*Task objective*.
Each line from the one that holds "else: point(282, 188)." to the end of the records is to be retyped exactly. Pictures are not part of the copy.

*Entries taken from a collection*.
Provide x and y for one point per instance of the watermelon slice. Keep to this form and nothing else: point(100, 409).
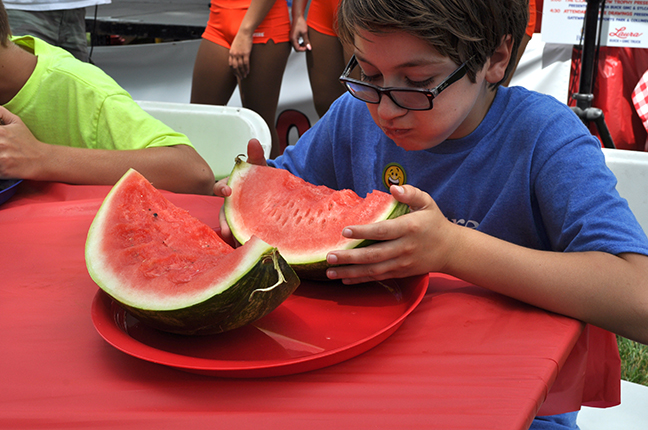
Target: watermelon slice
point(302, 220)
point(175, 273)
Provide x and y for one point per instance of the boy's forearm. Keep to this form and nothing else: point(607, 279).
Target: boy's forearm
point(174, 168)
point(595, 287)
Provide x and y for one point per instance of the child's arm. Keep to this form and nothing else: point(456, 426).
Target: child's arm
point(175, 168)
point(599, 288)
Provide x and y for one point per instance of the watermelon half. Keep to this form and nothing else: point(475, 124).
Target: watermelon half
point(304, 221)
point(175, 273)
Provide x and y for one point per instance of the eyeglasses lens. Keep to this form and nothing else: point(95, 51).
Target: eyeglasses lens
point(405, 99)
point(410, 100)
point(366, 94)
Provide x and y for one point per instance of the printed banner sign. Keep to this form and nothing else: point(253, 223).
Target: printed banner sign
point(625, 22)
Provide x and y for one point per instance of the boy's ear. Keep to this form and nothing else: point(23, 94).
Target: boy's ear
point(499, 61)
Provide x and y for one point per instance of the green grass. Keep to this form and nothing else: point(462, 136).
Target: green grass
point(634, 361)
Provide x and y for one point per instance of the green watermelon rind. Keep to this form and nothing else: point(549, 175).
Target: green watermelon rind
point(261, 281)
point(306, 265)
point(240, 304)
point(317, 270)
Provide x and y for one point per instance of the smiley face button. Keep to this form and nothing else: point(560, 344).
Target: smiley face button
point(394, 174)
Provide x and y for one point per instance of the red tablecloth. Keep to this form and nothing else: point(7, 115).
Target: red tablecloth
point(466, 358)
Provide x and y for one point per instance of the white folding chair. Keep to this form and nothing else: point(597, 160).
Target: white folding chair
point(631, 414)
point(219, 133)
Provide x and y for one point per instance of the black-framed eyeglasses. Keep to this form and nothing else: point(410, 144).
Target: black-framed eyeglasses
point(406, 98)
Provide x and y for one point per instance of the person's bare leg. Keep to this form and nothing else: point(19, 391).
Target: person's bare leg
point(325, 61)
point(213, 81)
point(261, 88)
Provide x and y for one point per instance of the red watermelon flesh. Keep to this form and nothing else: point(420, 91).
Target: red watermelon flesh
point(304, 221)
point(173, 271)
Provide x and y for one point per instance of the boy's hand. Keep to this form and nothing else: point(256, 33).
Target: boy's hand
point(20, 151)
point(256, 156)
point(412, 244)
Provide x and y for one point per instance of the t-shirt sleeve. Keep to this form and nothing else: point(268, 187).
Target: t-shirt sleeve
point(122, 124)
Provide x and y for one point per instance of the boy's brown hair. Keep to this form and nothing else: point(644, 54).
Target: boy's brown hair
point(5, 31)
point(458, 29)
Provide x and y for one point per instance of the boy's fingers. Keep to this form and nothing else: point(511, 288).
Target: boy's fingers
point(411, 196)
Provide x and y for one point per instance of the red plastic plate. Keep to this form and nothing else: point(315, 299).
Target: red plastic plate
point(321, 324)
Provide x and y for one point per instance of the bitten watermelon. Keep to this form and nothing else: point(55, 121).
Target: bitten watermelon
point(302, 220)
point(175, 273)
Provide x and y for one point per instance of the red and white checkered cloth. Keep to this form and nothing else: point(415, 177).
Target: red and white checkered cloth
point(640, 99)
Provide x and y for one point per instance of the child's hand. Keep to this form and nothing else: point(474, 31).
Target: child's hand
point(221, 189)
point(21, 154)
point(412, 244)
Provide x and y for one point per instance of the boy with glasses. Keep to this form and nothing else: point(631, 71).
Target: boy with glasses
point(507, 187)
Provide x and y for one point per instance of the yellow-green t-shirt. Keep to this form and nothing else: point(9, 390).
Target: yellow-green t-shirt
point(72, 103)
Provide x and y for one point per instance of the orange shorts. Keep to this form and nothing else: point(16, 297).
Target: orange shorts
point(224, 22)
point(322, 16)
point(533, 16)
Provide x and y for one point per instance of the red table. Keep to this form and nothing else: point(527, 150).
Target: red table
point(466, 358)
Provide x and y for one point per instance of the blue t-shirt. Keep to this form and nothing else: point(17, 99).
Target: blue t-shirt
point(531, 173)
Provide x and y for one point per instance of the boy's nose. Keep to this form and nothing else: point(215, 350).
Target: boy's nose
point(388, 109)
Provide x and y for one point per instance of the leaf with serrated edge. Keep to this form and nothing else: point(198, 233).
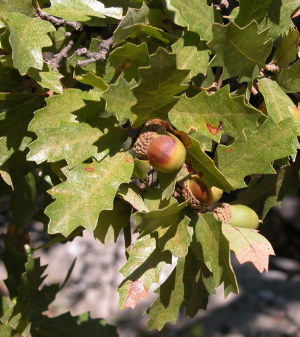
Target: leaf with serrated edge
point(138, 22)
point(111, 222)
point(287, 49)
point(82, 10)
point(240, 51)
point(149, 222)
point(213, 248)
point(176, 238)
point(189, 57)
point(251, 10)
point(194, 14)
point(141, 270)
point(277, 102)
point(27, 38)
point(132, 194)
point(213, 115)
point(89, 189)
point(201, 162)
point(128, 58)
point(119, 100)
point(249, 246)
point(289, 79)
point(70, 141)
point(254, 153)
point(268, 191)
point(171, 295)
point(60, 108)
point(159, 83)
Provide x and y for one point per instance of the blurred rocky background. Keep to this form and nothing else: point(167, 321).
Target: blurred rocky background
point(268, 304)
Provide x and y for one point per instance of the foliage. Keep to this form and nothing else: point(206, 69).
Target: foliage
point(79, 79)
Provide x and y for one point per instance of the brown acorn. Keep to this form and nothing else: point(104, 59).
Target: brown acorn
point(165, 152)
point(236, 215)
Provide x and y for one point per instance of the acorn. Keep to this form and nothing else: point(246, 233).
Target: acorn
point(165, 152)
point(236, 215)
point(195, 188)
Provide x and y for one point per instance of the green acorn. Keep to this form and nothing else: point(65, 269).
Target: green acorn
point(165, 152)
point(236, 215)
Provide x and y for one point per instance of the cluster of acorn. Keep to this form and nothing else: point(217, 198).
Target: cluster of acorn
point(166, 153)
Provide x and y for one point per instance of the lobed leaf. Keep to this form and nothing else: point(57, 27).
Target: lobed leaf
point(260, 148)
point(240, 51)
point(89, 189)
point(28, 36)
point(158, 85)
point(249, 246)
point(213, 115)
point(141, 270)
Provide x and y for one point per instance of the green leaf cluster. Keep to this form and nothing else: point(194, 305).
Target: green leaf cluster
point(226, 83)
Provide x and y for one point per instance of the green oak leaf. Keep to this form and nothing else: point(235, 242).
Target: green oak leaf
point(269, 190)
point(277, 102)
point(128, 58)
point(171, 295)
point(111, 222)
point(132, 194)
point(191, 57)
point(82, 10)
point(19, 6)
point(251, 10)
point(212, 248)
point(249, 246)
point(287, 49)
point(141, 270)
point(289, 79)
point(176, 238)
point(165, 217)
point(196, 15)
point(47, 78)
point(60, 108)
point(159, 83)
point(27, 38)
point(142, 21)
point(119, 100)
point(198, 282)
point(254, 153)
point(88, 190)
point(9, 79)
point(206, 167)
point(213, 115)
point(73, 142)
point(31, 299)
point(240, 51)
point(278, 18)
point(17, 111)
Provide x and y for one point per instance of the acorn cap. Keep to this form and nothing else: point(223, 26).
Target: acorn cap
point(143, 143)
point(223, 213)
point(194, 203)
point(146, 137)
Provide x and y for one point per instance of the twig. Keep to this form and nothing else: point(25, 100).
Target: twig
point(57, 21)
point(54, 62)
point(104, 47)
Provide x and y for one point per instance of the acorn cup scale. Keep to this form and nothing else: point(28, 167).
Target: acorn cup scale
point(165, 152)
point(199, 194)
point(236, 215)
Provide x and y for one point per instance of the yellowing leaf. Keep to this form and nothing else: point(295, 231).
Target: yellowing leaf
point(249, 246)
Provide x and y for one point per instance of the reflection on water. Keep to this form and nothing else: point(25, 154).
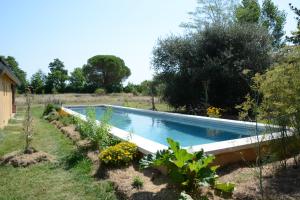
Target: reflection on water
point(158, 128)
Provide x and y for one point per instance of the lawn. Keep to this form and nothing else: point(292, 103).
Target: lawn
point(121, 99)
point(59, 180)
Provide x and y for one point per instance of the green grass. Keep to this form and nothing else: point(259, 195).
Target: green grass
point(68, 178)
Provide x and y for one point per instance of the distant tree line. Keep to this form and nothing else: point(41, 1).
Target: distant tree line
point(102, 71)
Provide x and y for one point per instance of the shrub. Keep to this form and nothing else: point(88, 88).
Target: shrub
point(52, 116)
point(214, 112)
point(137, 182)
point(119, 154)
point(189, 170)
point(99, 91)
point(99, 134)
point(66, 120)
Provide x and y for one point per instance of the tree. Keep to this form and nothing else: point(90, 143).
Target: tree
point(273, 19)
point(38, 81)
point(248, 12)
point(77, 80)
point(211, 12)
point(106, 71)
point(295, 38)
point(56, 79)
point(207, 67)
point(268, 15)
point(20, 74)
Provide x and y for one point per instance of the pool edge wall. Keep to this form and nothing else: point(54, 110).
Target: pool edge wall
point(226, 152)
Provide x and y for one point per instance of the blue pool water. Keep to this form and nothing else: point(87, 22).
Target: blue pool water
point(158, 127)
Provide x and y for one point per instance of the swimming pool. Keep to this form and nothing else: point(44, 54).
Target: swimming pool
point(158, 126)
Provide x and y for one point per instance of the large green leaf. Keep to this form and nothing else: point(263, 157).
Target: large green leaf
point(174, 146)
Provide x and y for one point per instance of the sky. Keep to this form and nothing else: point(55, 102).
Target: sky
point(36, 32)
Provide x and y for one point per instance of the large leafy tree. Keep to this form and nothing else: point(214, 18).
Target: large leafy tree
point(248, 12)
point(38, 81)
point(106, 71)
point(56, 79)
point(207, 67)
point(268, 15)
point(77, 80)
point(295, 38)
point(20, 74)
point(211, 11)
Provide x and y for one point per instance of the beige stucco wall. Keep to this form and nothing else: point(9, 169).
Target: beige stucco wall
point(5, 100)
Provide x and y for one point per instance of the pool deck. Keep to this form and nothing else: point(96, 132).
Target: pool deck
point(226, 148)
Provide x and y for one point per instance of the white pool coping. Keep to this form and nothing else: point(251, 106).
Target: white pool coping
point(147, 146)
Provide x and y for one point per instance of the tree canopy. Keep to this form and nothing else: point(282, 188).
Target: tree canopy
point(77, 80)
point(268, 15)
point(207, 67)
point(38, 81)
point(295, 38)
point(56, 79)
point(106, 71)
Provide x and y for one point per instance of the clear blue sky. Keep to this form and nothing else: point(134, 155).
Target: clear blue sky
point(37, 31)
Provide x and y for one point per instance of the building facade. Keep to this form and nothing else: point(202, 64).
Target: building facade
point(8, 83)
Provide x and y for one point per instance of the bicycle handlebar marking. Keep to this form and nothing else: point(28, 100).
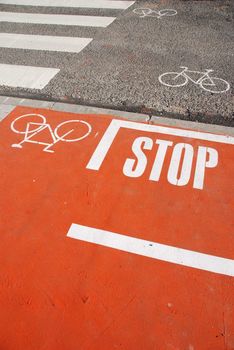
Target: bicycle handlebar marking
point(33, 128)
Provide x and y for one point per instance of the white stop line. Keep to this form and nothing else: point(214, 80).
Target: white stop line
point(153, 250)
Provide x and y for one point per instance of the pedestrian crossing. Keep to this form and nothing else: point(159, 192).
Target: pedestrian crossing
point(43, 42)
point(37, 77)
point(101, 4)
point(66, 20)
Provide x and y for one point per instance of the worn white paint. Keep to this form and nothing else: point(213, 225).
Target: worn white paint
point(43, 42)
point(153, 250)
point(102, 4)
point(68, 20)
point(147, 12)
point(38, 124)
point(115, 125)
point(26, 76)
point(205, 81)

*Solution to the exercise*.
Provide x and y for one point per instance of the tree canopy. Keep to this form and nothing else: point(282, 188).
Target: tree canopy
point(77, 80)
point(268, 15)
point(207, 67)
point(38, 81)
point(295, 38)
point(56, 79)
point(106, 71)
Provide x and y for one point per instance of the clear blue sky. Keep to this form and nothing else: point(134, 155).
Target: clear blue sky
point(37, 31)
Provide x and y for one point per instance of the building facade. Keep to this form and nothing else: point(202, 64).
Target: building facade
point(8, 83)
Provide x and y for one point per instance of the bicycle handlebar marking. Keep to this form and nothing else: point(28, 100).
Target: bicycle handlebar marking
point(33, 128)
Provide x and y for one point per instance of the white stop line. Keep to this form and nothing else: point(214, 80).
Target: white stop line
point(153, 250)
Provide x and y for one point per instance of the pedestrian crossing. Keep to this form and nothing else: point(159, 192).
Target: pedestrian crossing
point(43, 42)
point(37, 77)
point(101, 4)
point(66, 20)
Provide x and y for one point per instance of the worn white paint. Keep to this form and nothing else: point(213, 225).
Target: worn white paint
point(43, 42)
point(153, 250)
point(102, 4)
point(68, 20)
point(147, 12)
point(38, 124)
point(115, 125)
point(26, 76)
point(205, 81)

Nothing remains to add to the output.